-- Start of Text passage --

# Hindi/Urdu: muqarrar मुक़र्रर



## lafz_puchnevala

Hi,

I understand this word to mean 'again/repeatedly'. Would this be absolutely synonymous with 'phir se'?

*Eg. is forum mein kuch log mujhe muqarrar farmaate hain ki ye lafz Hindi naheen hain aur to mere savaalon mein bhii taqasiiren hain.* In this forum, some people repeatedly tell me that these words are not part of Hindi and so even my questions contain errors/mistakes.  

Would this be correct usage?

Thanks!


----------



## BP.

Voilà! The word is _mukarrar_, without the q.

Just a comment on your example: _taqSiir _(=_quSuur_) probably can't be used for errors in a sentence, but I do like your creativity. _khataa _or _ghalati _would suffice.


----------



## lafz_puchnevala

BelligerentPacifist said:


> Voilà! The word is _mukarrar_, without the q.
> 
> Just a comment on your example: _taqSiir _(=_quSuur_) probably can't be used for errors in a sentence, but I do like your creativity. _khataa _or _ghalati _would suffice.



Think 'taqasiir' is more for 'crime' but some sources do state 'error/mistake' as possible meanings, so decided to try it...


----------



## Alfaaz

Just to add, there is also a word مُقَرَّر muqarrar: settled, fixed, established, confirmed, ratified, agreed upon; appointed, assigned; constituted; determined, defined; prescribed;


----------



## lafz_puchnevala

Alfaaz said:


> Just to add, there is also a word مُقَرَّر muqarrar: settled, fixed, established, confirmed, ratified, agreed upon; appointed, assigned; constituted; determined, defined; prescribed;



So, in the context of 'fixed, confirmed, ratified', can I say 'yeh faislaa unse muqarrar kiyaa gayaa.' This decision was confirmed by them.


----------



## lafz_puchnevala

lafz_puchnevala said:


> Hi,
> 
> I understand this word to mean 'again/repeatedly'. Would this be absolutely synonymous with 'phir se'?

-- End of Text passage --
-- Start of Dataset excerpts --

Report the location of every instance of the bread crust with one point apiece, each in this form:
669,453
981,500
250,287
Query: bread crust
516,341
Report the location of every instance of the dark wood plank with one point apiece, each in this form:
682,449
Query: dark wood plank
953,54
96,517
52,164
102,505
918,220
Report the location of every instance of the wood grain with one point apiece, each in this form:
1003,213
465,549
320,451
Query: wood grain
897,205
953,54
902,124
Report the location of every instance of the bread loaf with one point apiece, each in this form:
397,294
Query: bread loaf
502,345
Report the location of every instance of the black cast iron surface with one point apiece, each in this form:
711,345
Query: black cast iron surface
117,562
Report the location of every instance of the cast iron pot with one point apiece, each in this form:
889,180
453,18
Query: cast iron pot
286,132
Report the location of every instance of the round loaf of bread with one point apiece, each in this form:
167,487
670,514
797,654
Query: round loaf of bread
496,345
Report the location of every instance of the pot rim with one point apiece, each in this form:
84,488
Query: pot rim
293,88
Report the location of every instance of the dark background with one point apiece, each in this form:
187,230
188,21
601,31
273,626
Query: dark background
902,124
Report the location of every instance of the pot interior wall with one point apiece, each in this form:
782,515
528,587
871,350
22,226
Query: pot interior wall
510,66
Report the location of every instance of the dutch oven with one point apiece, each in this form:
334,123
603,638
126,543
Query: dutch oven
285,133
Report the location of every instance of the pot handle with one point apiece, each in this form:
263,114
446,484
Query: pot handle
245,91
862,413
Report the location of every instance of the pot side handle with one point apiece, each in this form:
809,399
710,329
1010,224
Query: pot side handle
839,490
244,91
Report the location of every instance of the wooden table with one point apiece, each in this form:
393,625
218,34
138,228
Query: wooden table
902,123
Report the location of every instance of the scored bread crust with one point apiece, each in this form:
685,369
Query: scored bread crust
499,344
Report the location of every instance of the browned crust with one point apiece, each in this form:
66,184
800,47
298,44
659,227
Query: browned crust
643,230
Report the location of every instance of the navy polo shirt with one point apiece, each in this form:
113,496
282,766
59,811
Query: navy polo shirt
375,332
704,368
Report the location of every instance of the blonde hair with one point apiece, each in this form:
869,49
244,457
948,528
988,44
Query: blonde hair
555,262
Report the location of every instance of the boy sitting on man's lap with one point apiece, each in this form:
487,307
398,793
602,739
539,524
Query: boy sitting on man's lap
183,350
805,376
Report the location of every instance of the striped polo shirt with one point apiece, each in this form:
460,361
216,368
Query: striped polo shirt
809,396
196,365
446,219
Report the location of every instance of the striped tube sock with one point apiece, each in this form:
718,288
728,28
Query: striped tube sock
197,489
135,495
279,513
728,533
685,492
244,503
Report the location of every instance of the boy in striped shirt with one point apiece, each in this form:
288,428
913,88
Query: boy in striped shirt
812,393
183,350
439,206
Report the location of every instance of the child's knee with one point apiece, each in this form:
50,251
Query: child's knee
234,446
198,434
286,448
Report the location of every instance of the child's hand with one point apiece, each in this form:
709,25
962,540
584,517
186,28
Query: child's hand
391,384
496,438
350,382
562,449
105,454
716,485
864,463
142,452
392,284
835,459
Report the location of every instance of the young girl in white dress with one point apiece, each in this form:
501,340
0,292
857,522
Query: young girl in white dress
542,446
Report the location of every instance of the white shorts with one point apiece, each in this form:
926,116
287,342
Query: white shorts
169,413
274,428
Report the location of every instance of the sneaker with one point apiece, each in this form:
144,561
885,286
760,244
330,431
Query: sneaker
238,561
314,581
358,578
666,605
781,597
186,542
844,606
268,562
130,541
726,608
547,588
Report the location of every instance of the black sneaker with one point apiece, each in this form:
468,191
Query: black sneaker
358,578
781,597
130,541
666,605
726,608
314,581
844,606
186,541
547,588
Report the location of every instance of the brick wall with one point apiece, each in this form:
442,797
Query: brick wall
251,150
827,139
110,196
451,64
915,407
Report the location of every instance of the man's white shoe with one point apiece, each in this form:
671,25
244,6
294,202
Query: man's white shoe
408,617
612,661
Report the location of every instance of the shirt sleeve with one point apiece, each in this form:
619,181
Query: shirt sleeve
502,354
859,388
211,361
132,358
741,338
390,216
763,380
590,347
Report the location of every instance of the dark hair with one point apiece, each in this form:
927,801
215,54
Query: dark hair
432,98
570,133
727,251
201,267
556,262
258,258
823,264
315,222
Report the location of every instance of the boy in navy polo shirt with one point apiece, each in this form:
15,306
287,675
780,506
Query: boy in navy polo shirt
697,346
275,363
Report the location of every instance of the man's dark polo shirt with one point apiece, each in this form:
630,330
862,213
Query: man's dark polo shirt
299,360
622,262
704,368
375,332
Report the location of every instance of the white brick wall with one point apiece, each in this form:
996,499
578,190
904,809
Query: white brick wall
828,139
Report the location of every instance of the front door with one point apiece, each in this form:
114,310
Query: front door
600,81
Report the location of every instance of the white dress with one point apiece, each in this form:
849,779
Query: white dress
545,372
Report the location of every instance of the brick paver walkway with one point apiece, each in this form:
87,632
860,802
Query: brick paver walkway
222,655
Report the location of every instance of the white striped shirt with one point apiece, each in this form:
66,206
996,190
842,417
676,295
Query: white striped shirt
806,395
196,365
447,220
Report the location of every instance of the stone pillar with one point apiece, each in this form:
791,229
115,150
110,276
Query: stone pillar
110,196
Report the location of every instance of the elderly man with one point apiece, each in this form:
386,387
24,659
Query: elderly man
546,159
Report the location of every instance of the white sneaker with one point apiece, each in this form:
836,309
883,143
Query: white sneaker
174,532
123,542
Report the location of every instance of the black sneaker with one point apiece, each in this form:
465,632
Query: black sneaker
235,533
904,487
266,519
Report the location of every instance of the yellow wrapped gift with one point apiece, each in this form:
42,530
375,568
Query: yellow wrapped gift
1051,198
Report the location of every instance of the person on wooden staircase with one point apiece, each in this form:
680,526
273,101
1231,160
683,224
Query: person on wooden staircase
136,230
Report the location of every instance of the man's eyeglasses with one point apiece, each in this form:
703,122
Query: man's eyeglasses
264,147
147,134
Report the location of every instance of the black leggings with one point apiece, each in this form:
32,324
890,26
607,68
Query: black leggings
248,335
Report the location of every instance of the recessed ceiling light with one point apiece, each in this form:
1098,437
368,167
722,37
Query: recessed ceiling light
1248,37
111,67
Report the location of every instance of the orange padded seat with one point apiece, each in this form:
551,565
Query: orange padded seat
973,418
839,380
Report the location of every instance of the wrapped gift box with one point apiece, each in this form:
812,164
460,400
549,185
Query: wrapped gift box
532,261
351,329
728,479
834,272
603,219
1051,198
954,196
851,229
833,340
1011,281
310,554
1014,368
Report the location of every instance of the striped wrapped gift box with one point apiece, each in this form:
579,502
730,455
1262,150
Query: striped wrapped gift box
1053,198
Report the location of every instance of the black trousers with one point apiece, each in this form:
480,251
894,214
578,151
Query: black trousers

-- End of Dataset excerpts --

• To-do list
(A) Translate this sentence from the forum thread on the Hindi/Urdu word muqarrar into Spanish: "I understand this word to mean 'again/repeatedly'."
(B) How many lines of the records contain the string "yellow" with matching case? Reply with the number alone.

• Solution list
(A) Entiendo que esta palabra significa 'otra vez/repetidamente'.

(B) 2